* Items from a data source
++++

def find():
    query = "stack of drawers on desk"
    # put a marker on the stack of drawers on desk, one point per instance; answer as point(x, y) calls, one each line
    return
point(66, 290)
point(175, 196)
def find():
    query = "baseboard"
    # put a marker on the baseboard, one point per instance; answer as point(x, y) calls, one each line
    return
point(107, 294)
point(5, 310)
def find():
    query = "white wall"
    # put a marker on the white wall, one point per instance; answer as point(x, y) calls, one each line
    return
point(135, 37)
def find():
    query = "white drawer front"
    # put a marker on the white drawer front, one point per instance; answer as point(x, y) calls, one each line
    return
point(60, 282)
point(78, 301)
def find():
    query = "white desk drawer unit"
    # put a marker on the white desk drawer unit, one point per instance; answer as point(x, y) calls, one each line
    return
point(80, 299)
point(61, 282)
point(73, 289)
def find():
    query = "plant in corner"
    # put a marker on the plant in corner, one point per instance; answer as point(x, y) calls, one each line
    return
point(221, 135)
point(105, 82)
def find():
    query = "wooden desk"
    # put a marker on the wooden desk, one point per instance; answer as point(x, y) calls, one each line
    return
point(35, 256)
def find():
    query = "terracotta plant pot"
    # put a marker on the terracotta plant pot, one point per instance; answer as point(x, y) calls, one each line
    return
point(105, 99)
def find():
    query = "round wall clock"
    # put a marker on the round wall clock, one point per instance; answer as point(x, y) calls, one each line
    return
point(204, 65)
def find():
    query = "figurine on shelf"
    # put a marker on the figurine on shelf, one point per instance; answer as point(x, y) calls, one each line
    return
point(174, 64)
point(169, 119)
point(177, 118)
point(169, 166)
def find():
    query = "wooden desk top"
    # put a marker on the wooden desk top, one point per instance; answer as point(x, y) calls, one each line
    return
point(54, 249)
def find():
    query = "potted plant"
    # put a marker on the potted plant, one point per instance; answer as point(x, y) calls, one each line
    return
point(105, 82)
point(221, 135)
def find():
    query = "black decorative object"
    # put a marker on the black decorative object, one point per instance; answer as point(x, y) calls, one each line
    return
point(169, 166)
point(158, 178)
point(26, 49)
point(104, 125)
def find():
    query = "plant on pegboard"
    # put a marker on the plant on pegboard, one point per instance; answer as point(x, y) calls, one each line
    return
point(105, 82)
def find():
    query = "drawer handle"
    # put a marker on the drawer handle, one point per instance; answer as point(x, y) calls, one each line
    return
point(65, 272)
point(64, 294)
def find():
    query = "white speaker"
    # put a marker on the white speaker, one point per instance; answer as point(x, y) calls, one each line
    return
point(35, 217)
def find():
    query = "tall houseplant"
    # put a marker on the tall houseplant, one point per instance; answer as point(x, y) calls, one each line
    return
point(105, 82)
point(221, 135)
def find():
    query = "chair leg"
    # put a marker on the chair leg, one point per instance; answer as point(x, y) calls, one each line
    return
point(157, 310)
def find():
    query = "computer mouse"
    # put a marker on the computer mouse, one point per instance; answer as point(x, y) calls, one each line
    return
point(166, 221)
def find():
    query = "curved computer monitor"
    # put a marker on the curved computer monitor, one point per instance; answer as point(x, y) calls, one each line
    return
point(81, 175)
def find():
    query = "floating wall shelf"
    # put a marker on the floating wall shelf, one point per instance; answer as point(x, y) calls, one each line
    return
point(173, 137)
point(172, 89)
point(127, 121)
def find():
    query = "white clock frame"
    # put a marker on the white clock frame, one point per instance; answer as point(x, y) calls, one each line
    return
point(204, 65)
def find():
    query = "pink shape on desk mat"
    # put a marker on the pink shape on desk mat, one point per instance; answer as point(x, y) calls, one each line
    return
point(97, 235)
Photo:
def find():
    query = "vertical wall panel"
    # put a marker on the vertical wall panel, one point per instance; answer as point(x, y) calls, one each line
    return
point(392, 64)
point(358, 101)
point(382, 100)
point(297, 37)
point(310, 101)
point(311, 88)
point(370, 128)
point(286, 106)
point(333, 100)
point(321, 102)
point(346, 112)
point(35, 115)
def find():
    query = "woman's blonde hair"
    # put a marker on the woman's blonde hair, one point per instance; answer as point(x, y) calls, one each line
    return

++++

Reproduce each of the records word for word.

def find():
    query = "stack of drawers on desk"
    # put a marker on the stack of drawers on desk, one point per instance; answer as point(x, y) calls, one each line
    return
point(66, 290)
point(175, 196)
def find():
    query = "baseboard"
    # put a marker on the baseboard, one point per instance; answer as point(x, y) calls, one each line
    return
point(107, 294)
point(5, 310)
def find():
    query = "white wall"
    # put a marker on the white wall, one point per instance; answer as point(x, y) calls, one each line
    return
point(135, 37)
def find():
    query = "white drawer front"
    # put a marker on the white drawer front, one point per instance; answer as point(x, y) calls, one each line
    return
point(60, 282)
point(78, 301)
def find():
    query = "white desk drawer unit"
    # put a marker on the white desk drawer unit, one point per instance; answer as point(x, y) calls, one each line
    return
point(80, 299)
point(61, 282)
point(73, 289)
def find():
    query = "plant in corner"
    # put a marker on the plant in corner, one point per instance; answer as point(x, y) calls, one each line
    return
point(221, 135)
point(105, 82)
def find():
    query = "wooden desk"
    # put a marker on the wooden desk, one point per instance; answer as point(x, y) calls, one each line
    return
point(35, 256)
def find():
    query = "terracotta plant pot"
    # put a marker on the terracotta plant pot, one point per instance; answer as point(x, y) calls, one each line
    return
point(105, 99)
def find():
    query = "round wall clock"
    # put a marker on the round wall clock, one point per instance; answer as point(x, y) calls, one each line
    return
point(204, 65)
def find():
    query = "figurine on shelf"
    # put a marker on the figurine on shelf, one point per instance; answer as point(x, y) calls, one each line
    return
point(174, 64)
point(169, 119)
point(177, 118)
point(169, 166)
def find():
    query = "wooden desk top"
    # put a marker on the wooden desk top, one point per instance; answer as point(x, y) calls, one each line
    return
point(54, 249)
def find():
    query = "potted plant"
    # put a marker on the potted plant, one point per instance; answer as point(x, y) calls, one each line
    return
point(105, 82)
point(221, 135)
def find():
    query = "black decorative object"
    # put a marker on the black decorative object, one point per instance; answer as point(x, y) calls, one each line
    return
point(169, 166)
point(158, 178)
point(26, 49)
point(104, 125)
def find():
    query = "plant on pegboard"
    # put a marker on the plant on pegboard, one point per instance; answer as point(x, y) calls, one each line
    return
point(105, 82)
def find():
    query = "drawer handle"
    # put a marker on the drawer handle, one point per instance; answer as point(x, y) calls, one each line
    return
point(65, 272)
point(64, 294)
def find():
    query = "white speaker"
    # put a marker on the white speaker, one point per instance; answer as point(x, y) calls, one each line
    return
point(35, 217)
def find():
    query = "tall houseplant"
    # put a marker on the tall houseplant, one point per instance; answer as point(x, y) calls, one each line
    return
point(105, 82)
point(221, 135)
def find():
    query = "chair leg"
    # put a marker on the chair leg, one point per instance; answer as point(x, y) calls, one each line
    return
point(157, 310)
def find():
    query = "computer mouse"
    # put a marker on the computer mouse, one point per instance; answer as point(x, y) calls, one each line
    return
point(166, 221)
def find():
    query = "curved computer monitor"
    # put a marker on the curved computer monitor, one point per instance; answer as point(x, y) calls, one each line
    return
point(81, 175)
def find():
    query = "floating wall shelf"
    # put a marker on the floating wall shelf, one point per instance; answer as point(x, y) calls, one each line
    return
point(173, 137)
point(172, 89)
point(127, 121)
def find():
    query = "white clock frame"
    # put a marker on the white clock frame, one point per instance; answer as point(x, y) calls, one each line
    return
point(204, 65)
def find():
    query = "pink shape on desk mat"
    # put a marker on the pink shape on desk mat, one point per instance; answer as point(x, y) calls, one each line
    return
point(97, 235)
Photo:
def find():
    query = "vertical wall panel"
    # put a marker on the vertical wall panel, one point per instance; answer as point(x, y) calls, one each line
    return
point(392, 64)
point(358, 101)
point(382, 100)
point(297, 37)
point(310, 101)
point(311, 88)
point(370, 128)
point(286, 106)
point(333, 100)
point(321, 102)
point(346, 112)
point(35, 115)
def find():
    query = "woman's blonde hair"
    # put a marker on the woman's blonde hair, one point per instance; answer as point(x, y) calls, one each line
    return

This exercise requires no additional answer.